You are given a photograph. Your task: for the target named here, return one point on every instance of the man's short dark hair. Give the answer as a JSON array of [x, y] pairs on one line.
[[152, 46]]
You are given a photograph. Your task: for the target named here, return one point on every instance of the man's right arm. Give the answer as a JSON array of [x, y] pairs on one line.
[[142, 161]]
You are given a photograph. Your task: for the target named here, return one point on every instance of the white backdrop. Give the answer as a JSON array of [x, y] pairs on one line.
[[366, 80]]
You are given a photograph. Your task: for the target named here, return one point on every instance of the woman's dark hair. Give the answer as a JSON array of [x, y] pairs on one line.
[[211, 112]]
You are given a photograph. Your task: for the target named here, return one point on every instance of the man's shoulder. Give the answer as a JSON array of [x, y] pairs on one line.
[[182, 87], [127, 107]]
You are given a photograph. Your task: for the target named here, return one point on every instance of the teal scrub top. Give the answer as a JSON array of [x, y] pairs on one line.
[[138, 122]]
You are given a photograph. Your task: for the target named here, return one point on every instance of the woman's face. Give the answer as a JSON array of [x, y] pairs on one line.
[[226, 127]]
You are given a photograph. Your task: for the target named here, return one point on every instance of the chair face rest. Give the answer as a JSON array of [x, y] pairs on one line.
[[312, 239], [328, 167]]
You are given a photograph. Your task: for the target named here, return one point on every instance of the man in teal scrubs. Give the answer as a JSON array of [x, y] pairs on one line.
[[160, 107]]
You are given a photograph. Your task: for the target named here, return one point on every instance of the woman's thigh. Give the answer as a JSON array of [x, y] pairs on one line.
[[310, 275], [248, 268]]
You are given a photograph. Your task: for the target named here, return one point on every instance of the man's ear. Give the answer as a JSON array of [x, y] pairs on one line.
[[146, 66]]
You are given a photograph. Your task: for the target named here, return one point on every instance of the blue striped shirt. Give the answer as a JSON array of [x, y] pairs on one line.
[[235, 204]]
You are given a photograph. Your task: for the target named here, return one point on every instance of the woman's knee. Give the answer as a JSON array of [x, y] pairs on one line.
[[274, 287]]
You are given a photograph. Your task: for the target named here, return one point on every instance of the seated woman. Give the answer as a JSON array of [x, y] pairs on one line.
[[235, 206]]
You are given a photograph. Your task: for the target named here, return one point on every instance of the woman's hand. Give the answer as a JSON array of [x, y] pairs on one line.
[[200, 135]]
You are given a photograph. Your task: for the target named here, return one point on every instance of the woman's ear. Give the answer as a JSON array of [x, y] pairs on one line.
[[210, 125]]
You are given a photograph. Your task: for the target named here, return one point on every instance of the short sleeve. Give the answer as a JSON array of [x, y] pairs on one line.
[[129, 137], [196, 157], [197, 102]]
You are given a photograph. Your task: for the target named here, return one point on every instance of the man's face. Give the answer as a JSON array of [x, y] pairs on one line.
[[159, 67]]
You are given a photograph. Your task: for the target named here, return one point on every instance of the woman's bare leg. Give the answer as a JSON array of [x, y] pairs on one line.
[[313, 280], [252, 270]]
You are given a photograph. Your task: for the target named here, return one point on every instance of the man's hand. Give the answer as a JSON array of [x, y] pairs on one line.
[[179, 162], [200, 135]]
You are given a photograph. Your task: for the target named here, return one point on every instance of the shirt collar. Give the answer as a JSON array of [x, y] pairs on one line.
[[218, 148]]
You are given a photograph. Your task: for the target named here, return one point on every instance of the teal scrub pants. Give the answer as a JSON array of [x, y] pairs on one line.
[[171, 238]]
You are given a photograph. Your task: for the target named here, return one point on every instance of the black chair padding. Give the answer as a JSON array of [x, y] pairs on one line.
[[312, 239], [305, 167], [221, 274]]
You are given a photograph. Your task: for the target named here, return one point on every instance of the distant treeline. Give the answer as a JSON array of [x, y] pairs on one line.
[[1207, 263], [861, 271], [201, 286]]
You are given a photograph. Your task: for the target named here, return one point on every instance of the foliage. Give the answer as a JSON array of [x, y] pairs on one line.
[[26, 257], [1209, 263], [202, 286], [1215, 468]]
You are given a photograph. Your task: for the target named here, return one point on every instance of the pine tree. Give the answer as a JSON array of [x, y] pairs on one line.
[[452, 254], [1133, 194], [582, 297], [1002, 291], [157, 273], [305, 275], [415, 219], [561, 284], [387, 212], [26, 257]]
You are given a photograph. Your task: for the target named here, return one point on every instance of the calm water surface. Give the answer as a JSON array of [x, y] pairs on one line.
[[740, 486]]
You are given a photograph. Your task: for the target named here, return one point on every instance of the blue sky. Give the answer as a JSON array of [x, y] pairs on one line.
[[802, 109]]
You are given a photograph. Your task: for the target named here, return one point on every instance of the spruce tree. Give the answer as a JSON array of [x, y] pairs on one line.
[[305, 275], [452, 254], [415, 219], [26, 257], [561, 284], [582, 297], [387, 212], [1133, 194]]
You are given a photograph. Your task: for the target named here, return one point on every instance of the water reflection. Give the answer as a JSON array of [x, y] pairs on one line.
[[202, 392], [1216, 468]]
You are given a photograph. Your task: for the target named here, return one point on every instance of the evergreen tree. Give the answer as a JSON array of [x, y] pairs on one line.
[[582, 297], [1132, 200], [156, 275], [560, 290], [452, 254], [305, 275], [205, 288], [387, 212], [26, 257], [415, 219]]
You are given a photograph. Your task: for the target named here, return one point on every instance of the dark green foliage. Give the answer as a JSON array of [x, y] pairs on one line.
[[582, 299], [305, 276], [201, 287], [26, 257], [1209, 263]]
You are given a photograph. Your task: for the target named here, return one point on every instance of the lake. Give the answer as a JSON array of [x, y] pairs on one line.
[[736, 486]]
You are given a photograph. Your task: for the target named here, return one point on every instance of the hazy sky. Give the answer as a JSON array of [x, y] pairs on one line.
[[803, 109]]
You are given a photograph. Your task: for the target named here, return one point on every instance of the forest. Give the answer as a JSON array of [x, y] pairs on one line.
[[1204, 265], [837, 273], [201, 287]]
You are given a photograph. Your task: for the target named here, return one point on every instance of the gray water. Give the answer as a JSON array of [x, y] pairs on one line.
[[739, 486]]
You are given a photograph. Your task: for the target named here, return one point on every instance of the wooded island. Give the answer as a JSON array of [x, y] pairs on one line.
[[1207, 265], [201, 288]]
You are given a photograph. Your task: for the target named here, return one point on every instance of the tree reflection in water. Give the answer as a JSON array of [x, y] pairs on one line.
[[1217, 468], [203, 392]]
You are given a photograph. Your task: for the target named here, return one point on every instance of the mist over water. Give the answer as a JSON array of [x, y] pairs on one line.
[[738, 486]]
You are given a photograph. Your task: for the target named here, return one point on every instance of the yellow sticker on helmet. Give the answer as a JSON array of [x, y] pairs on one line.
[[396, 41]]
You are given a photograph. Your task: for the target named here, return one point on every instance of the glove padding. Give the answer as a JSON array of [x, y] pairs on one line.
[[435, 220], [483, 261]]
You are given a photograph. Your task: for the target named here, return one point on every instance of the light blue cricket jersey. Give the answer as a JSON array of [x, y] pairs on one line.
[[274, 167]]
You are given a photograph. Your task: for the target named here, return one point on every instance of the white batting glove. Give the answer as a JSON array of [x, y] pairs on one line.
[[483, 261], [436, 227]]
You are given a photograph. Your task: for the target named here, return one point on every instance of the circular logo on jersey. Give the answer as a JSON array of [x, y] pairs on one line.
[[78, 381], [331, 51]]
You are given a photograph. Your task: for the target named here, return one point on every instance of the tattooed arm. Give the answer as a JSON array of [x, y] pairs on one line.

####

▸ **What is being asked**
Copy out, word for word, the rows from the line with "of the evergreen" to the line with "[[396, 41]]", including both of those lines.

▸ **Answer**
You are given a photograph. Your task: for the target named here, return one point on every instance of the evergreen tree. Give the answer as a JSON array of [x, y] pairs on one line.
[[582, 297], [1132, 200], [156, 275], [560, 290], [452, 254], [305, 275], [205, 288], [387, 212], [26, 257], [415, 219]]
You are given a photograph. Your task: for the target named here, return one point on every instance of the dark green foliage. Give the answer as a JSON array of [x, y] pairs on one line.
[[582, 299], [305, 276], [201, 287], [26, 257], [1209, 263]]
You are given a photograph. Your task: for the target named here, return one point on every instance of the lake. Give the answer as a JSON array of [x, y] pairs on one line.
[[736, 486]]
You are given a photograph. Your task: for the target named here, return one point on every instance of the hazy sky. Give the answer as a JSON array of [x, y] pairs on one line.
[[803, 109]]
You are given a photograph. Your task: for the target named here, return one point on every instance of the forest. Give the answer as a JSON array of [x, y] pairs on one line.
[[1204, 265], [837, 273], [201, 287]]
You are given a photograph. Your task: for the target named here, return one point on every instance of the gray water. Give the answer as a JSON array of [x, y] pairs on one line.
[[739, 486]]
You are given a photograph. Your task: for the target named here, return one point on every instance of the wooded island. Give the answer as a JSON array of [x, y] pairs on one line.
[[1207, 265], [201, 288]]
You are given a photograph. Your task: for the target named here, return one point on every instance of the tree reflection in water. Give the answer as a JSON array of [x, y] pairs on one line.
[[1217, 468], [203, 392]]
You are given a photograph. Your task: for the target named here, return one point on every instance of the mist over water. Give the answer as a JSON array of [x, y] pairs on one line.
[[738, 486]]
You are given a photograph. Your task: for the target named here, return one point on every instance of the yellow sticker on helmet. Give the answer as a JSON array of [x, y] pairs on one line.
[[396, 41]]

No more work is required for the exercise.